PROMPT:
Edit the lines from the one that contains "Target: woman's forehead" through the one that contains "(1325, 652)" by replacing "instance" with "occurrence" and leaving everything else unchanged. Give only those lines.

MATERIAL FOR THIS TASK:
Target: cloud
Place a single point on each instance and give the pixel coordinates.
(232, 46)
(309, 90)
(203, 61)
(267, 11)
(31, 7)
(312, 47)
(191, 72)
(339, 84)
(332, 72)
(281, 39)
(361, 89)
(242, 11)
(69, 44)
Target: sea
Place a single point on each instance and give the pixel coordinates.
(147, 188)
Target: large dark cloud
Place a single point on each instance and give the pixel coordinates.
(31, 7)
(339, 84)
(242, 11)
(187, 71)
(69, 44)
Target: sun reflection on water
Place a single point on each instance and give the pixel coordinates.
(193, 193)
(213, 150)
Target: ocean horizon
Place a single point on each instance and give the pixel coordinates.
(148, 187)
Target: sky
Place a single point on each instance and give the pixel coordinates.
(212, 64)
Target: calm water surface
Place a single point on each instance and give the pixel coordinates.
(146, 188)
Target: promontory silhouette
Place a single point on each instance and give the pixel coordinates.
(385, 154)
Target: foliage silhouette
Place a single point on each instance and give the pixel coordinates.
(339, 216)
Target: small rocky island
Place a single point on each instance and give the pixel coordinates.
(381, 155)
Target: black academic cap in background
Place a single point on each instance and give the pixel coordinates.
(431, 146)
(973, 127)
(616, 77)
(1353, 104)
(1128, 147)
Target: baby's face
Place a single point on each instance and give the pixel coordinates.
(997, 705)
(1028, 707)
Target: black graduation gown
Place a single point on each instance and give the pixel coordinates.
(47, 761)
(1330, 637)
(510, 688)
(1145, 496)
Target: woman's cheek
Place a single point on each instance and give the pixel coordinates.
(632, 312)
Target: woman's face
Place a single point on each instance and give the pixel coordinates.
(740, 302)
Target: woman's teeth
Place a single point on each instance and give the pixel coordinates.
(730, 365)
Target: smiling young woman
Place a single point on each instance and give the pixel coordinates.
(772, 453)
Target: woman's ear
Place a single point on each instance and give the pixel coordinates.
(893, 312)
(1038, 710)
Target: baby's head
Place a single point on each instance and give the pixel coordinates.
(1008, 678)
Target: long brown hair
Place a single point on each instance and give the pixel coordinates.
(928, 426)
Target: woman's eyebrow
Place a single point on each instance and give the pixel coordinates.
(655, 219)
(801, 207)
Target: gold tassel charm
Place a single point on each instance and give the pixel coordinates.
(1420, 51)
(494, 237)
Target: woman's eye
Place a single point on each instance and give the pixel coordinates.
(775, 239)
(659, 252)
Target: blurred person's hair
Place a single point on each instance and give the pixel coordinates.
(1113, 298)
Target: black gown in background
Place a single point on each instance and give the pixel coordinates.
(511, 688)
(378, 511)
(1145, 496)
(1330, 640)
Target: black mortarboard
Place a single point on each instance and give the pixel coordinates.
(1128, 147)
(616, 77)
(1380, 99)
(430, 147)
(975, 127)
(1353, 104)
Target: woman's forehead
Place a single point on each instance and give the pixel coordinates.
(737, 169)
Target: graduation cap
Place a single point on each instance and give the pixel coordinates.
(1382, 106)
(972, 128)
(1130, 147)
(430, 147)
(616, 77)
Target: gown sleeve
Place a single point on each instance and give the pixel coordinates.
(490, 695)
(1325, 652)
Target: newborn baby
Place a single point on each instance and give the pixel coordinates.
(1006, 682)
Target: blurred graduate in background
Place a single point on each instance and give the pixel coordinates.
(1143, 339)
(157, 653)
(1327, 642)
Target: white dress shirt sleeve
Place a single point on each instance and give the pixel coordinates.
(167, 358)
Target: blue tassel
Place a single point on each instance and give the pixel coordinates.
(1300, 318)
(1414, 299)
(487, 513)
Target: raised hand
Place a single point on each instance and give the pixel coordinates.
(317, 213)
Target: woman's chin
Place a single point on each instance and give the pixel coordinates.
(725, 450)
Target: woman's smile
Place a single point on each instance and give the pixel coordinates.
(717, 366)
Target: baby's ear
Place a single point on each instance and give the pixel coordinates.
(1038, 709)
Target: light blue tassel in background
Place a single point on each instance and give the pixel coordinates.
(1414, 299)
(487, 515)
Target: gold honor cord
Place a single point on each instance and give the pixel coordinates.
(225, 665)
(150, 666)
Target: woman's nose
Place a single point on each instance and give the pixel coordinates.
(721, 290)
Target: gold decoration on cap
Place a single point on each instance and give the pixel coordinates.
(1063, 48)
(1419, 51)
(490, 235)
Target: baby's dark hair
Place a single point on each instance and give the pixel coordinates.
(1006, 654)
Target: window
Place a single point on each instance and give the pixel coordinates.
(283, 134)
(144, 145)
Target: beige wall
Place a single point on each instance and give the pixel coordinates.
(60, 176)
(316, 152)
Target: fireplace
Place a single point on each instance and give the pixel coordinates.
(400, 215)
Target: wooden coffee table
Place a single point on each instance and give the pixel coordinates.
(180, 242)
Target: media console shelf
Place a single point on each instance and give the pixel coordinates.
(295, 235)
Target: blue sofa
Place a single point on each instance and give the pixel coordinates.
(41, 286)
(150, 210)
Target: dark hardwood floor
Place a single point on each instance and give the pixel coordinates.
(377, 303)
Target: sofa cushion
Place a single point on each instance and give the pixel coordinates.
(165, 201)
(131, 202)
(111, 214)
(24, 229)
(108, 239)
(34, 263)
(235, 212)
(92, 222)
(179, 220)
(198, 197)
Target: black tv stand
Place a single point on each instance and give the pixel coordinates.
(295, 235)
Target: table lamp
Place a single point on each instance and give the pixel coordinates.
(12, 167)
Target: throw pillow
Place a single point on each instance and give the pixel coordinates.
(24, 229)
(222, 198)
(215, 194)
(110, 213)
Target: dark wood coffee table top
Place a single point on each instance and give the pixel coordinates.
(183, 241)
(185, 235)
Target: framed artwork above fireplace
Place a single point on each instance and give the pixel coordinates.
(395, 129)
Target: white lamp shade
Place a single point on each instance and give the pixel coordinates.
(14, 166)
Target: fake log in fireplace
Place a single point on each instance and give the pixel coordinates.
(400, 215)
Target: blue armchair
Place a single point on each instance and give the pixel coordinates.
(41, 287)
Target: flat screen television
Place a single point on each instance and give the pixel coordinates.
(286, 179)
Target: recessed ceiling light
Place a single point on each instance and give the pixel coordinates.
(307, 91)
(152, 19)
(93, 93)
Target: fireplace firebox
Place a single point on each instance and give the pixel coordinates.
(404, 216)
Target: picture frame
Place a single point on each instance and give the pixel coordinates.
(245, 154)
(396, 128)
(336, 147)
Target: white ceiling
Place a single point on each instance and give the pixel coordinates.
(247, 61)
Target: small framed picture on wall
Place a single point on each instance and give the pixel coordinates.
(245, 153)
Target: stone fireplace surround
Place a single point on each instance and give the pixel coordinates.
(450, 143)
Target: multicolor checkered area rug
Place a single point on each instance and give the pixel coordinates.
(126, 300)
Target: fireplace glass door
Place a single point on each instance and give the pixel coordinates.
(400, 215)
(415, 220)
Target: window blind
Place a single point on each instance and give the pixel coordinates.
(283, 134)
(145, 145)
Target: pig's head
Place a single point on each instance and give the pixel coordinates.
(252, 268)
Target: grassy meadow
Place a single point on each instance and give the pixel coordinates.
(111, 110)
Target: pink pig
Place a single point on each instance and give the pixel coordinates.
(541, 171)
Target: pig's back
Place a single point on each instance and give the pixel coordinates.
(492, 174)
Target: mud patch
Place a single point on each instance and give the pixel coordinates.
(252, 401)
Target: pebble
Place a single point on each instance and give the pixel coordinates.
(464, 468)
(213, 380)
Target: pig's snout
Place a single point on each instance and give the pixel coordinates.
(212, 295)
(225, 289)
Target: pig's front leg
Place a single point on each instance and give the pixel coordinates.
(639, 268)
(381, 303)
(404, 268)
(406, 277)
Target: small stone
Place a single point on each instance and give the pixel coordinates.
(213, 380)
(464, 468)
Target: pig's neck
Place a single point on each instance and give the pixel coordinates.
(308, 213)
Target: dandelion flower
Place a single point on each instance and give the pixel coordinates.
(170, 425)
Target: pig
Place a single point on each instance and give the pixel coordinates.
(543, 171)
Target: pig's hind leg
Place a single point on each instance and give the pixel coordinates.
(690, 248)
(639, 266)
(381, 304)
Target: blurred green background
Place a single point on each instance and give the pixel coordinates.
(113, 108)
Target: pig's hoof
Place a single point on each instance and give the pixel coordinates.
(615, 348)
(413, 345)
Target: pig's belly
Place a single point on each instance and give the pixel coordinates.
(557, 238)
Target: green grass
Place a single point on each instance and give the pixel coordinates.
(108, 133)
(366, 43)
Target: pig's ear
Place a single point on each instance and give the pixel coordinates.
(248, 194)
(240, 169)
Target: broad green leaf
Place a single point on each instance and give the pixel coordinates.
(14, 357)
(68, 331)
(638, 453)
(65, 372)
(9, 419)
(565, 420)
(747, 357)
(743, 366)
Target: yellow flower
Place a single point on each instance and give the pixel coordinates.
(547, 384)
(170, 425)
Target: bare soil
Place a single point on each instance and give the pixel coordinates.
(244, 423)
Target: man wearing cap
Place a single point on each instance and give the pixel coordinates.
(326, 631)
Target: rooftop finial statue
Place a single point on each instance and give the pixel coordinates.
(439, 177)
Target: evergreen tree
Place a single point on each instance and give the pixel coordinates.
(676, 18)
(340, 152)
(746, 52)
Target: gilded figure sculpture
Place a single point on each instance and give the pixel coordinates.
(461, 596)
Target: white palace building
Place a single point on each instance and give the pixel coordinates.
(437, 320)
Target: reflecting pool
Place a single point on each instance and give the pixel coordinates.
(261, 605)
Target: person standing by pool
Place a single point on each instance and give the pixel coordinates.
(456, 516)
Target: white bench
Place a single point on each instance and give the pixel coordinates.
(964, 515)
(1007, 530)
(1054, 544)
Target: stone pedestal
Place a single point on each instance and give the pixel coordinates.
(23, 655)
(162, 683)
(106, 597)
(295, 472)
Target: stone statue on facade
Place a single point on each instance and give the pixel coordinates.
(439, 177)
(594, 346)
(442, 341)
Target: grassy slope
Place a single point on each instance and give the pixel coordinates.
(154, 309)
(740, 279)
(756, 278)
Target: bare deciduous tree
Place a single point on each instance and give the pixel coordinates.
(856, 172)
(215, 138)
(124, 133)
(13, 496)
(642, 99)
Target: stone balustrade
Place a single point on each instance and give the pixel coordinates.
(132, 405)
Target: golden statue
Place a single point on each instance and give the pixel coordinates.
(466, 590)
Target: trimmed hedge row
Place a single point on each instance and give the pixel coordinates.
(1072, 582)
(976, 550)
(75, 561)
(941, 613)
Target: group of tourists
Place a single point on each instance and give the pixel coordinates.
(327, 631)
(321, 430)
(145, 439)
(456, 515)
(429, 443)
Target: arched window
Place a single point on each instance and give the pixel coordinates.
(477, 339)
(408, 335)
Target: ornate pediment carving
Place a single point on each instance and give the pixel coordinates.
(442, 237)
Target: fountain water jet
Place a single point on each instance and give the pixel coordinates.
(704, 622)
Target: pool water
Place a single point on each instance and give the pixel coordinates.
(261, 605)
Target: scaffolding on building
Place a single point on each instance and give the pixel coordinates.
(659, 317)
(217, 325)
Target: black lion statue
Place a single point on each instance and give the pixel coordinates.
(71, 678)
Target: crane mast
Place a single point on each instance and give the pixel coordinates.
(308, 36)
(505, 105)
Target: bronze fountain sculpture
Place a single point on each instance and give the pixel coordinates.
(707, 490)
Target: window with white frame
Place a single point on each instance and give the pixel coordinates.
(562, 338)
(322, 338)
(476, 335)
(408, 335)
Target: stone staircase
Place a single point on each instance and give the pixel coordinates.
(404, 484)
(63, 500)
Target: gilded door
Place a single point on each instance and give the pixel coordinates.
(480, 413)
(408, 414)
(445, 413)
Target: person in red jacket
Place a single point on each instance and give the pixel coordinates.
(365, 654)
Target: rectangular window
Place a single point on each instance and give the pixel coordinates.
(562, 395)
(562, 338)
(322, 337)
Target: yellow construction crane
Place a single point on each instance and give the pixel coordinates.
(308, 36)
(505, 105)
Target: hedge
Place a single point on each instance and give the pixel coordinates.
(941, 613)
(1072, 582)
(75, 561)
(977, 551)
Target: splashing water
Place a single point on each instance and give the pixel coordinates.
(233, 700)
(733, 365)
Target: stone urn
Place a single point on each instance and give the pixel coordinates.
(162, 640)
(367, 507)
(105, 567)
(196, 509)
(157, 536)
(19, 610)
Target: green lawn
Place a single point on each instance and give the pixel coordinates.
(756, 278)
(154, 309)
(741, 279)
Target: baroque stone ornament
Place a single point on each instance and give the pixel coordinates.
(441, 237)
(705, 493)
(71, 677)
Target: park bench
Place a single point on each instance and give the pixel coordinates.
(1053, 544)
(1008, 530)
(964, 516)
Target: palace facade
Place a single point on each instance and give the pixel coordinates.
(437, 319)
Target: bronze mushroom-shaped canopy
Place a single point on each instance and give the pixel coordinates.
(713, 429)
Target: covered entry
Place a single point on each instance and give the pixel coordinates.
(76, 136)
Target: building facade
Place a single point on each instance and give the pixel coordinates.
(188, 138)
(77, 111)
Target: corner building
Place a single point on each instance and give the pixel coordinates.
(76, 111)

RESPONSE:
Target: woman's forehead
Place a single point on each occurrence and give the pixel coordinates.
(737, 169)
Target: graduation cap
Place a single point on each occurrence and give the pixel coordinates.
(1382, 106)
(972, 128)
(1130, 147)
(430, 147)
(616, 77)
Target: gown sleeve
Place a single point on each occurrence and give the pixel coordinates.
(490, 695)
(1325, 652)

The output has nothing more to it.